» ARTICLE:
-----
When I say “Blockchain is BORING” I’m being a little bit cheeky and purposely inflammatory.
Here is what I really mean.
We get it.
Distributed, decentralized, fancy open ledgers. Awesome.
But there are literally tens of thousands of people already working on or in block-tech. Seriously, just take a look at the number of blockchain based cryptocurrencies, the list is over 1000 and it continues to grow.
The who’s who in tech are already either working on the block or they’re learning about it as we speak and will likely be working in or around something to do with blockchain within the next decade.
Schools are teaching blockchain, there are free and paid courses online and universities like Edinburgh, Berkley, Princeton, MIT and more which are adding blockchain to their list of courses or as you’ll see below some are even building their own.
The only people who don’t already know don’t matter.
So believe me when I say, we got it covered. Muh-blockchain is covered, it’s being worked on, being taught and being developed RIGHT NOW and well into the future by very smart people.
Now that we got that out of the way let’s learn something new.
-----
» DIRECTION 1:
Select every line of the entries that contains the word "concrete", matching case exactly.
The entries have no connection to the blockchain post.

» INPUT DATA:
-----
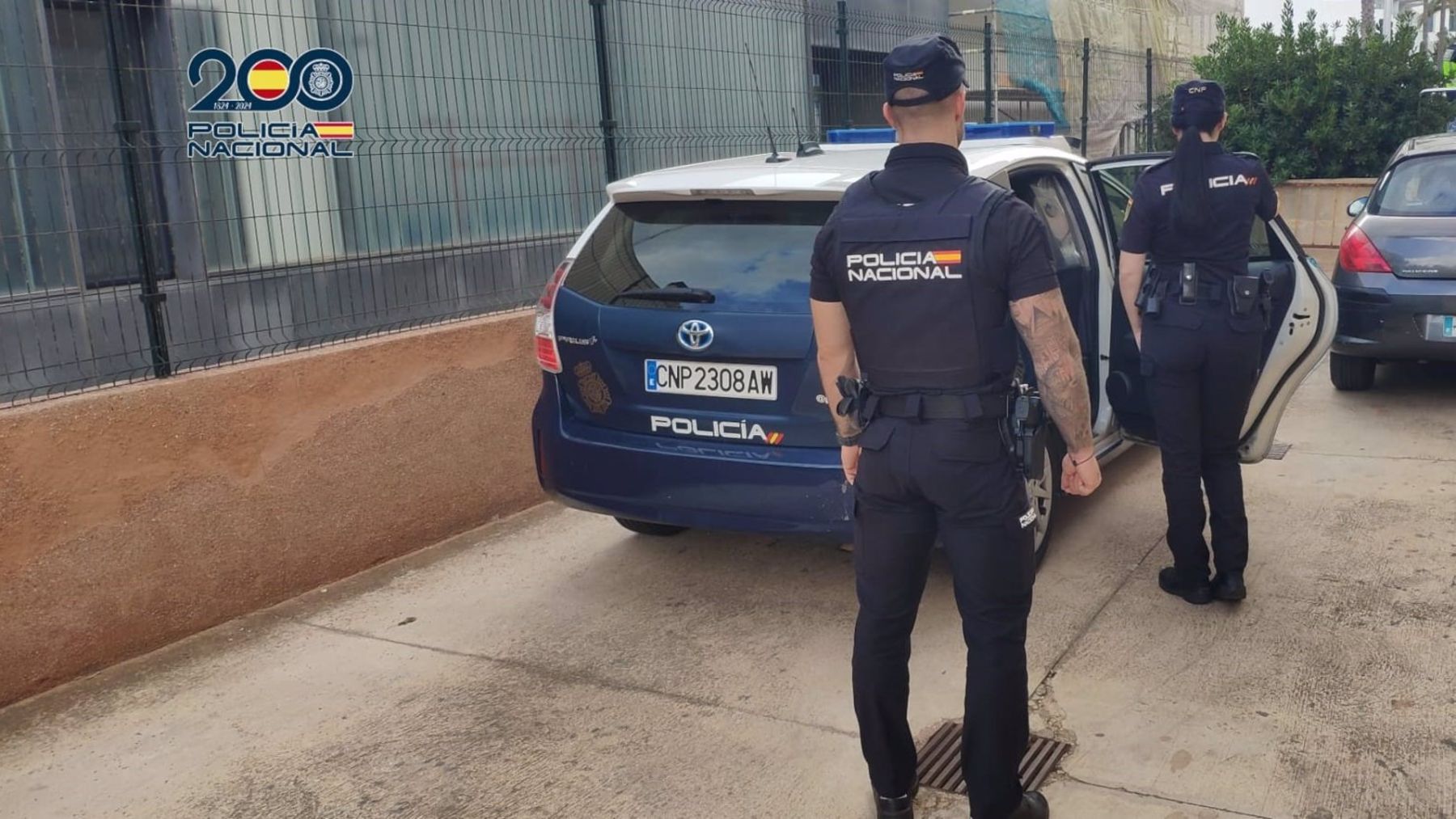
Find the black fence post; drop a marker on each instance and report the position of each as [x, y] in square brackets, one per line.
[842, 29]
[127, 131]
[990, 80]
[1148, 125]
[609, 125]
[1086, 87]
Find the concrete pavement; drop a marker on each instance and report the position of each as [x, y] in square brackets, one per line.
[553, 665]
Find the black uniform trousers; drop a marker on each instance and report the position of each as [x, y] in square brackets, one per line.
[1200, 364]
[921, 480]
-----
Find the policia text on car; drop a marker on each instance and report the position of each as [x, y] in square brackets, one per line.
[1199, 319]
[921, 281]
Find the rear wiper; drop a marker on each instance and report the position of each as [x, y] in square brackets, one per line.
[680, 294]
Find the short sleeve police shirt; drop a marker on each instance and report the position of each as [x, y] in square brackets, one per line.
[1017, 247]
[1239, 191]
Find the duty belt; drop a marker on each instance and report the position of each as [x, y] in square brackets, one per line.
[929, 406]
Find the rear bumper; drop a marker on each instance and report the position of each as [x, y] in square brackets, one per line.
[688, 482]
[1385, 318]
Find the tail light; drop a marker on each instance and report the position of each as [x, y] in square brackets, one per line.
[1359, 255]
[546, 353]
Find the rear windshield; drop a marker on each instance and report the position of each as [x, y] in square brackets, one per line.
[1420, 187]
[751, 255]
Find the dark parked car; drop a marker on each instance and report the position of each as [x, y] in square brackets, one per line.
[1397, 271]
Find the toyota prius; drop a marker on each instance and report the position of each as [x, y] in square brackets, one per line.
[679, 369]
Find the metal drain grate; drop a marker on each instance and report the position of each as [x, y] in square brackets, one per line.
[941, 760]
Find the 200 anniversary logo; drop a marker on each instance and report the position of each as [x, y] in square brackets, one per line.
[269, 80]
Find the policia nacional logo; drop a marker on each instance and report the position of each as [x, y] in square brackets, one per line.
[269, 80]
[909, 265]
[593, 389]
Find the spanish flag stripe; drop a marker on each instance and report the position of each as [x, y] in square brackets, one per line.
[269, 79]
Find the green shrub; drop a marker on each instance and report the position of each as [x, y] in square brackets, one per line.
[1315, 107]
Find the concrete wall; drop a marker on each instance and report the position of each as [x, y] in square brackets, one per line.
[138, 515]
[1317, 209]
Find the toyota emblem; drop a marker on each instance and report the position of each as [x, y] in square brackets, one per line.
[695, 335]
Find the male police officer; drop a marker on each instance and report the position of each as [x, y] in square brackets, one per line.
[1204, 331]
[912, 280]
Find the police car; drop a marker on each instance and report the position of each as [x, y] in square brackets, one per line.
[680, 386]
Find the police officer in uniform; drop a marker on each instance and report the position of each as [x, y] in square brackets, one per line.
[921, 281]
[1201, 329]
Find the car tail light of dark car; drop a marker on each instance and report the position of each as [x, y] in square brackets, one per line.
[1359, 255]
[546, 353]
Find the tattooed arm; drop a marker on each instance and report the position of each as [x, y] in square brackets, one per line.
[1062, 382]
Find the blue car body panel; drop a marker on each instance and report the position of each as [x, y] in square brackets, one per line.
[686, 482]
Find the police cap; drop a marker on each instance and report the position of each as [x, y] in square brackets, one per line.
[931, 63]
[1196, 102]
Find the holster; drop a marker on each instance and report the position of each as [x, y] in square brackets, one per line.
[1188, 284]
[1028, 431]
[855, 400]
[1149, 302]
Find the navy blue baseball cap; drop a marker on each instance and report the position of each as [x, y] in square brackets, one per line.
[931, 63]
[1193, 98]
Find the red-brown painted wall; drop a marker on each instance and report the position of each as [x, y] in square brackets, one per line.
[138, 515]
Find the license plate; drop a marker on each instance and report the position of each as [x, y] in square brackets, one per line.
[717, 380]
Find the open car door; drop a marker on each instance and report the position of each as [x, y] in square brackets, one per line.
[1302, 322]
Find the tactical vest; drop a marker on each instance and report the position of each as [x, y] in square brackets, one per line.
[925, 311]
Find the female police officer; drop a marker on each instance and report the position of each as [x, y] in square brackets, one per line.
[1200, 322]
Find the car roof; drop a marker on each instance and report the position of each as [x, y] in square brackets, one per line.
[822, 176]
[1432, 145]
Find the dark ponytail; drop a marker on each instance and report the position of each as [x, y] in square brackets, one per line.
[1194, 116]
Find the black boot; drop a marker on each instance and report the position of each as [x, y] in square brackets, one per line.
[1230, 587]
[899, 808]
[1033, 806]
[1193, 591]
-----
» DIRECTION 2:
According to the blockchain post, how many cryptocurrencies based on blockchain are on the list?

» TASK RESPONSE 1:
Find the concrete pavement; drop a marker on each instance and report the position of each as [x, y] in square brackets, one per line.
Find the concrete wall; drop a marker on each instance and report the position of each as [x, y] in square brackets, one per line.

» TASK RESPONSE 2:
Over 1000, and the list continues to grow.